=== WHAT YOU NEED TO DO ===
Find the string "white" in the records and copy each line where it occurs.

=== GIVEN DATA ===
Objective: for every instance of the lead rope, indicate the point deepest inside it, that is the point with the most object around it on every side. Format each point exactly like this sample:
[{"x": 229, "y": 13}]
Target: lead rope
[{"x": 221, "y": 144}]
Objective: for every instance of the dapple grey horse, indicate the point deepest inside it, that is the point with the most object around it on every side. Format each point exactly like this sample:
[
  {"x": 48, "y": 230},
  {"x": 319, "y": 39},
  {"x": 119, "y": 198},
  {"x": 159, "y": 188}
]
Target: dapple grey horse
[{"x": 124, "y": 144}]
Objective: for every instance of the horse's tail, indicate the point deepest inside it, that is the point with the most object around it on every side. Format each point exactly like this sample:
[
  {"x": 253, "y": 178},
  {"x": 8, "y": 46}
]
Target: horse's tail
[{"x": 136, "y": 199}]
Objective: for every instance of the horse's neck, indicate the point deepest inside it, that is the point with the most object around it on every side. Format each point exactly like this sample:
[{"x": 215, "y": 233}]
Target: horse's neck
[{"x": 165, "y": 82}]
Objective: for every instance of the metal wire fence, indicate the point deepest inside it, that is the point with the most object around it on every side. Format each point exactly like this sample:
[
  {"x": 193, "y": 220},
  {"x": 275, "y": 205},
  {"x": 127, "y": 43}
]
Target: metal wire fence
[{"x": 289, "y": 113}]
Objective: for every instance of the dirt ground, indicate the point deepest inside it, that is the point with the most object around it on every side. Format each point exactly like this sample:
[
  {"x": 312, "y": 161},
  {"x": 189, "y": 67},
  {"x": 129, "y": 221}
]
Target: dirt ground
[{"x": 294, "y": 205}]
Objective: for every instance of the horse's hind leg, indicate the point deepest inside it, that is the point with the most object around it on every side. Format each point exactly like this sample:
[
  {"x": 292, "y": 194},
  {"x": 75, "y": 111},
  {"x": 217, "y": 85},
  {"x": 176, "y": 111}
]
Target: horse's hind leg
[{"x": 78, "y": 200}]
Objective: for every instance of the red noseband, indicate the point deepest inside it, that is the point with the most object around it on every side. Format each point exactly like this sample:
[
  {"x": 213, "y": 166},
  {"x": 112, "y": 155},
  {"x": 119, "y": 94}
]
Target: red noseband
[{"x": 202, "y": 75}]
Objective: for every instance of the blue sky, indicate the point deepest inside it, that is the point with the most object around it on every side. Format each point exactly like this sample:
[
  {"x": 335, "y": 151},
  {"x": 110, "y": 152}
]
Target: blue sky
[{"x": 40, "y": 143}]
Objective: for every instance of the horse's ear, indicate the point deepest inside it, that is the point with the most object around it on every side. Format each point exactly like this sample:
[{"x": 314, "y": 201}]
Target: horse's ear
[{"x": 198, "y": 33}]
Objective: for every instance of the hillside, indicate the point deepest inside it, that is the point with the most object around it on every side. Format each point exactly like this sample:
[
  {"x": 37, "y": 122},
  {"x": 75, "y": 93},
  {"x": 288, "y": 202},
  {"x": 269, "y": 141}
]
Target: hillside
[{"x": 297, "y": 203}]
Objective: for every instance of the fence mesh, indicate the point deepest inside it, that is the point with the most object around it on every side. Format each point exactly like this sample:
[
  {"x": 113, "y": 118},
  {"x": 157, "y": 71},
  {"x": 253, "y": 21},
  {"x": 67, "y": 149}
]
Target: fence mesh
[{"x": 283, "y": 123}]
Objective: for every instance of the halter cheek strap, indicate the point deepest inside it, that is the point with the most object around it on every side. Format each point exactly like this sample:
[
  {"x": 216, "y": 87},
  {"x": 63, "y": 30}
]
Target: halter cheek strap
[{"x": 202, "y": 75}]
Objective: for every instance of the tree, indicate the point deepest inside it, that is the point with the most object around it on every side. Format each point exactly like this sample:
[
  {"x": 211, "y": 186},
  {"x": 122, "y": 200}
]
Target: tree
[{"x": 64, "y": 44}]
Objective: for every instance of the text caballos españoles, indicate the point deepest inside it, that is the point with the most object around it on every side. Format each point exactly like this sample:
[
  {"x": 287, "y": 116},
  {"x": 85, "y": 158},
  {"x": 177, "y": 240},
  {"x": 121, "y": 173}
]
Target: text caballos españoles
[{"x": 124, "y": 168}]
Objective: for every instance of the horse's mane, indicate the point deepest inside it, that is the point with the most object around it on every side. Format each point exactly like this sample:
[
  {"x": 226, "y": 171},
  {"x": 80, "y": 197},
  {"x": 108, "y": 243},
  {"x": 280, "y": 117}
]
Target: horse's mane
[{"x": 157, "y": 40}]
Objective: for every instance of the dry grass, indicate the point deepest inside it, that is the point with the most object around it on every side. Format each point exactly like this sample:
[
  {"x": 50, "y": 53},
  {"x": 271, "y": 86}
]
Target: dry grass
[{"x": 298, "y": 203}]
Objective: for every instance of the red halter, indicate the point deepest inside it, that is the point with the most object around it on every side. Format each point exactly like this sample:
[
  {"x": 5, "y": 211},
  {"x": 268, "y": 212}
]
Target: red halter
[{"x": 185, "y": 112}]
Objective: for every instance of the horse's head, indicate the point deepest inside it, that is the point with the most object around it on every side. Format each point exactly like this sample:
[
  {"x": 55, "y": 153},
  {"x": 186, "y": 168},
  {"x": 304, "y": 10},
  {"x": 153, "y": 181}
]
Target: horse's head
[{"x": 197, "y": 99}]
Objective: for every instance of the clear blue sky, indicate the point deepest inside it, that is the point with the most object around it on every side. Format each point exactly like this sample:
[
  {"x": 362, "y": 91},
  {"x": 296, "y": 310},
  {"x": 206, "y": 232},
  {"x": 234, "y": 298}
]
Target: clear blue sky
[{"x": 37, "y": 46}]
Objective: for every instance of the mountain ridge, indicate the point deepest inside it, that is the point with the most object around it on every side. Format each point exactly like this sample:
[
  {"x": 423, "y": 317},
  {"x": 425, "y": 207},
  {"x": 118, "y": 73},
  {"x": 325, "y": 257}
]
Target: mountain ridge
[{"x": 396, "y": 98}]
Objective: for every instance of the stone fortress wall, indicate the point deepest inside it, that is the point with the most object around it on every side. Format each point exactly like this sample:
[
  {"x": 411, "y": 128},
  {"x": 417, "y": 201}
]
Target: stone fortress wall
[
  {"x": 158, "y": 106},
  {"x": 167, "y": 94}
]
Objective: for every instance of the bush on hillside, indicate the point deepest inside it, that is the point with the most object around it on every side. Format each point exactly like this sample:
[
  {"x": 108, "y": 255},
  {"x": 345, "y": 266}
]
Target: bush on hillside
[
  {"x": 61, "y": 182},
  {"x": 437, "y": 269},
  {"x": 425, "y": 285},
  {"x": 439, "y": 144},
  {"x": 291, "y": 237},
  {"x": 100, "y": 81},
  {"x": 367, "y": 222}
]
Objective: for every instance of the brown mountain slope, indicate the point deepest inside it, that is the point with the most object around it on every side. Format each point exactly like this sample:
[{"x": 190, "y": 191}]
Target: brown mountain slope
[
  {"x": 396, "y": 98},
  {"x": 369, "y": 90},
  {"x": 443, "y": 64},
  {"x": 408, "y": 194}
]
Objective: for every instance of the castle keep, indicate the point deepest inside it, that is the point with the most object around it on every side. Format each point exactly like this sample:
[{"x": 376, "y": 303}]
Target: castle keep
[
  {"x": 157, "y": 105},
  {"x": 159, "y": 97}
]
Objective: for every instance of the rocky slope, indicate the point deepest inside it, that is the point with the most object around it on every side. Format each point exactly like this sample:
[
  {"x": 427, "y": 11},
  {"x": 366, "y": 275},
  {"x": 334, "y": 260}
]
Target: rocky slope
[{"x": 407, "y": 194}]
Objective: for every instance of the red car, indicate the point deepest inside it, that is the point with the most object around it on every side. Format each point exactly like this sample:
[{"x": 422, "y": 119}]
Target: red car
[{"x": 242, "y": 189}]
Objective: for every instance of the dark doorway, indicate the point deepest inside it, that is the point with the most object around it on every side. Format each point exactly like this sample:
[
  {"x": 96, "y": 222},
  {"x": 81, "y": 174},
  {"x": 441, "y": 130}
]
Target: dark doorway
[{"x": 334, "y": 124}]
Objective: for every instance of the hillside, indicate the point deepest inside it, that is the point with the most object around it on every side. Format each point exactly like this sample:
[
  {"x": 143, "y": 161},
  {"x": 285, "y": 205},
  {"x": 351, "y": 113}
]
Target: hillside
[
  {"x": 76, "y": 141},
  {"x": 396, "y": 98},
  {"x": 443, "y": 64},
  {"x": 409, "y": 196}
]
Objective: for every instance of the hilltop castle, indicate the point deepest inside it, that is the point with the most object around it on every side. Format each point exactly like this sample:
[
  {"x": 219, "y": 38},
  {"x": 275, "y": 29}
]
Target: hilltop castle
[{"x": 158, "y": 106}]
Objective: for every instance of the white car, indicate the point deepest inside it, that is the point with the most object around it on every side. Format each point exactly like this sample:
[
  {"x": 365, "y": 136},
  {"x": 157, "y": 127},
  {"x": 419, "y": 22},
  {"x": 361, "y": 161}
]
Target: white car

=== EXERCISE RESULT ===
Objective: for every instance of the white car, indicate the point deepest inside it, that is the point with the most object around it on every side. Format each point exactly like this sample:
Target: white car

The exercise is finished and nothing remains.